Work item - Output the whole listing below exactly, omitting the images.

□ □ □

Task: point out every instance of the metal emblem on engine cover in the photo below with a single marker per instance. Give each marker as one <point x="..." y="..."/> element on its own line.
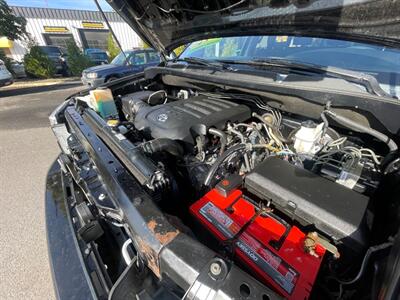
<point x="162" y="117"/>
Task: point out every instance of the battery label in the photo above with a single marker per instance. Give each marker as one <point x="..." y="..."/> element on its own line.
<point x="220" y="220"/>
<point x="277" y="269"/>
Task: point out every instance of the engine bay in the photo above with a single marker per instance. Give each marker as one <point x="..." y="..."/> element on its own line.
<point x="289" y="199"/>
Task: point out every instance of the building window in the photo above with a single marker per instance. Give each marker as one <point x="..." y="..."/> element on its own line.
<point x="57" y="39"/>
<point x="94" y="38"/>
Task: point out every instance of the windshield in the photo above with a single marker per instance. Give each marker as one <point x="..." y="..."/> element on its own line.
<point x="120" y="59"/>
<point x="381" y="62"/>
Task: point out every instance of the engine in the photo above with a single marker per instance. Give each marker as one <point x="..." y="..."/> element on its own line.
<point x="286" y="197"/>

□ □ □

Solution to the problem -
Task: point out every instance of the metal emblem on engine cover in the photo below with a single marker per instance. Give each marker as one <point x="..." y="..."/> element on its own line.
<point x="162" y="117"/>
Task: point out every instance of the battery label in the photo above with a single marker per instance. Give each marker as one <point x="..." y="..."/> element on its own line.
<point x="220" y="220"/>
<point x="277" y="269"/>
Task: point out every instance of the engine bay in the photo above with a single marker per instance. Give each marker as one <point x="..." y="..."/> element on its own line.
<point x="289" y="199"/>
Task: point out every instance of the building window in the photo above with a single marker per instance. Give each marker as one <point x="..." y="..."/> element on its own line.
<point x="57" y="39"/>
<point x="94" y="38"/>
Task: point out every instance of the windshield in the photo above with a single marker per instance. Give each marker as one <point x="..." y="..."/> element on its own line.
<point x="120" y="59"/>
<point x="381" y="62"/>
Task: point out every instance of the engine in the photo above with a single marker per instance. Give each marker as one <point x="..." y="..."/> element on its own line.
<point x="286" y="197"/>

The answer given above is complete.